## Records for the exercise
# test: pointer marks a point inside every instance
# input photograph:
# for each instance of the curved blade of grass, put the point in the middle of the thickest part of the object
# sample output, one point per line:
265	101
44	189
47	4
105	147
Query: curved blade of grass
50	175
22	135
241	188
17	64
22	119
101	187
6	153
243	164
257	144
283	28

## Task objective
The line with "# for each instance" and all lines after it through the end of the data above: write these out exactly and add nothing.

## Solution to this task
# for each instance of the curved blade of grass, put the point in the middle of the thickest part of the object
# sample output, one point per line:
265	101
44	189
47	4
105	147
Query: curved blade of grass
50	175
22	135
241	188
17	64
22	119
101	187
6	153
243	164
257	144
283	28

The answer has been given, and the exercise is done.